Reproduce the listing below, starting with the line that contains "Locate every instance of the clear" and continuing through its end, including the requests. Shift each coordinate in the answers by adding 90, and leave the numbers in the requests and their format samples unchanged.

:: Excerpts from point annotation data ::
--- start ---
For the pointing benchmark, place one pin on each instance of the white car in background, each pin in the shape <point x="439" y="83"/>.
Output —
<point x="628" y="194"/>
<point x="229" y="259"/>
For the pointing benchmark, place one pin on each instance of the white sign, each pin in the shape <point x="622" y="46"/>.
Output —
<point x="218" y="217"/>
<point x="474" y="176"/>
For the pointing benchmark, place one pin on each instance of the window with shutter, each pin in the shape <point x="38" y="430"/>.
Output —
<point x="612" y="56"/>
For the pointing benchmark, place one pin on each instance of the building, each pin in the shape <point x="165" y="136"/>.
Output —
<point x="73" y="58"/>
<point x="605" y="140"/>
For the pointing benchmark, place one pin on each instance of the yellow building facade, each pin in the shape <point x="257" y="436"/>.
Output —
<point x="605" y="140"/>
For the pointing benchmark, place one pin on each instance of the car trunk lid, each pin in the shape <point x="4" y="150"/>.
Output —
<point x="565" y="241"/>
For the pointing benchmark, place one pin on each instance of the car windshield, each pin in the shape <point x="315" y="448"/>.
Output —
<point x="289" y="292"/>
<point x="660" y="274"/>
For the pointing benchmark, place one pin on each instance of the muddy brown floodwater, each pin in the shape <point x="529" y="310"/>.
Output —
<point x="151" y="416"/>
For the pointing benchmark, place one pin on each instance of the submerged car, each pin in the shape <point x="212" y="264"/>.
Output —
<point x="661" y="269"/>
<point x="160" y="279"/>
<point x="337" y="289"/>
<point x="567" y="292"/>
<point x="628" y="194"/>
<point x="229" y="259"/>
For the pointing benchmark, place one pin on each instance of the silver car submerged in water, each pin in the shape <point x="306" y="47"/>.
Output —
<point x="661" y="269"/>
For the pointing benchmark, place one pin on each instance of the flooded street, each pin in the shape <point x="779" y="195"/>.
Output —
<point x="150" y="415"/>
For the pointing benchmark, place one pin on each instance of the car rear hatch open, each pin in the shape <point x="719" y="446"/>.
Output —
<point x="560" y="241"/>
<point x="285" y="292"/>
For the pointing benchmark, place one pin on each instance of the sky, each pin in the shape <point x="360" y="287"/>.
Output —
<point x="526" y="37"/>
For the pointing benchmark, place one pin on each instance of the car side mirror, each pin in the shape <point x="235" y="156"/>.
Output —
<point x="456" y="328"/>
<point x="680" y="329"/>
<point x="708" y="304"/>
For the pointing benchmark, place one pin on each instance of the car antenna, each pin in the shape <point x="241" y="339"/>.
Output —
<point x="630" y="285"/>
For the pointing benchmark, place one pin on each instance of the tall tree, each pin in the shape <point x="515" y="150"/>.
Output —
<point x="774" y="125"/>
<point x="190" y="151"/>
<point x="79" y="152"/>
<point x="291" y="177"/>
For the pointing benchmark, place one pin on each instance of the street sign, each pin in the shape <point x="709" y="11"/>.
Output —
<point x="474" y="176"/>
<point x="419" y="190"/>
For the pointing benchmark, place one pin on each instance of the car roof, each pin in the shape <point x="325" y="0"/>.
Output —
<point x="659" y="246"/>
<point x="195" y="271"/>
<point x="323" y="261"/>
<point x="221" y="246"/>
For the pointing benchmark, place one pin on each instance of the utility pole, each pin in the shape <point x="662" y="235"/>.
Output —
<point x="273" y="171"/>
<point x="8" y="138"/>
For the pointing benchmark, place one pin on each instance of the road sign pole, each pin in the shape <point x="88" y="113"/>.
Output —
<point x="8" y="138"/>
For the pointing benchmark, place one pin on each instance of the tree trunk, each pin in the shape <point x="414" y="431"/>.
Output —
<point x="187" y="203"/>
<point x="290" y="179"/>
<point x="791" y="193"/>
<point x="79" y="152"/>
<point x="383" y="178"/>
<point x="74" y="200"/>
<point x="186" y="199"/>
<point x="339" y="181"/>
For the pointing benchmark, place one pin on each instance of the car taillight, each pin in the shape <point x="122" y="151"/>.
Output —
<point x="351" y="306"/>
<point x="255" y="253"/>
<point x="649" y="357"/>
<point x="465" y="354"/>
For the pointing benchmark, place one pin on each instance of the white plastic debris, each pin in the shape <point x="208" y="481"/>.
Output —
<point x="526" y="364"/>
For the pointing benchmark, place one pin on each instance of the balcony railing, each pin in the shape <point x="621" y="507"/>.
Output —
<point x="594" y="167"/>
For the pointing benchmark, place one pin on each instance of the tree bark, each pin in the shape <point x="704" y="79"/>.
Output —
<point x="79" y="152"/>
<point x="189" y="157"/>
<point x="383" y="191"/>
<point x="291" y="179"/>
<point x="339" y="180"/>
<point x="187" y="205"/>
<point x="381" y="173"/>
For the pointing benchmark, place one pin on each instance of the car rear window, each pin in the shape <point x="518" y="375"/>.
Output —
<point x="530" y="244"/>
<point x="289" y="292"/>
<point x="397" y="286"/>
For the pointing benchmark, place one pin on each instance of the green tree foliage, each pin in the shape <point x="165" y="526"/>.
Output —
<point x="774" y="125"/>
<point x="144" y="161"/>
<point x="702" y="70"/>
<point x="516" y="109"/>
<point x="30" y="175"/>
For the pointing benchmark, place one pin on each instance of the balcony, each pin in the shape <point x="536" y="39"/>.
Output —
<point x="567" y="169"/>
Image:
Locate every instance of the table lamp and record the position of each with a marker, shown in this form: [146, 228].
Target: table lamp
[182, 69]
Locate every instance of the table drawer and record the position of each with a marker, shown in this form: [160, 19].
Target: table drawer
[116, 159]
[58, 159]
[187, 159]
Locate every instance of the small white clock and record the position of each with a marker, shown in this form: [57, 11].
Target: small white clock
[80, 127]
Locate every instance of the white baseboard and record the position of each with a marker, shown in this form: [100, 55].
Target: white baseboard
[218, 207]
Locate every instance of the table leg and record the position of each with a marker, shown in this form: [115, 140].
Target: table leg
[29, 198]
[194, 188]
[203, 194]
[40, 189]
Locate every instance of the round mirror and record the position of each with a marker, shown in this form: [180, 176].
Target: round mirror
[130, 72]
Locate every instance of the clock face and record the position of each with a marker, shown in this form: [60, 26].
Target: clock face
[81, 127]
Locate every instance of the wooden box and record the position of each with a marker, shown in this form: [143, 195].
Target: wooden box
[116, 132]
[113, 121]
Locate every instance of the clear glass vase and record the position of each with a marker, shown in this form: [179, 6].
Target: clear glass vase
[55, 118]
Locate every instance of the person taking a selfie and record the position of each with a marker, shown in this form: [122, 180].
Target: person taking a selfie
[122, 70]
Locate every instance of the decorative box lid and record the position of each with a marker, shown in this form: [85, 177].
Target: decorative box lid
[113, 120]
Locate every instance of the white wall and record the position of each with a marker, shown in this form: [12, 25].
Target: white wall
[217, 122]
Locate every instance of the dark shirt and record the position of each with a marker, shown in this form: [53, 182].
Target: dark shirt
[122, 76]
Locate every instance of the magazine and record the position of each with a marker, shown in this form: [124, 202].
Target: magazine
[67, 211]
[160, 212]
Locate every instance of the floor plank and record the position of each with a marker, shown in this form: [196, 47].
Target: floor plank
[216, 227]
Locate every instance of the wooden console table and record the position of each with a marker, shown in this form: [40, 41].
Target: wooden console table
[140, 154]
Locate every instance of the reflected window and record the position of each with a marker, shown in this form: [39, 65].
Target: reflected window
--- end ---
:: Output ::
Locate every instance of the clear glass vase and record the position of each with a marker, shown in this form: [179, 6].
Target: clear glass vase
[145, 208]
Locate every instance of the person taking a selfie and record the position of each with a marker, shown in this form: [122, 180].
Target: person taking a selfie
[212, 160]
Locate every instance of the decorative box lid and record the position of each with a marker, shown in this form: [85, 177].
Target: decorative box lid
[203, 210]
Locate every instance of the white wall and record the position of each with a marker, shown in this form: [12, 25].
Target: white wall
[307, 212]
Locate every instance of the dark shirt and record the position of each with a marker, shown in this form: [53, 182].
Target: dark shirt
[212, 166]
Locate every instance of the magazine and record the position of each with a marker, shown in this form: [124, 202].
Target: magazine
[157, 301]
[250, 302]
Locate every instance of the floor plank and record the position of each with a marker, shown in this form: [196, 47].
Target: floor plank
[306, 317]
Locate every instance of the wooden console table and record the position of each with a marker, shown in this form: [40, 41].
Target: wooden console table
[230, 244]
Locate every instance of the reflected window and record the position of each with a marker, shown in this form: [39, 65].
Target: reflected window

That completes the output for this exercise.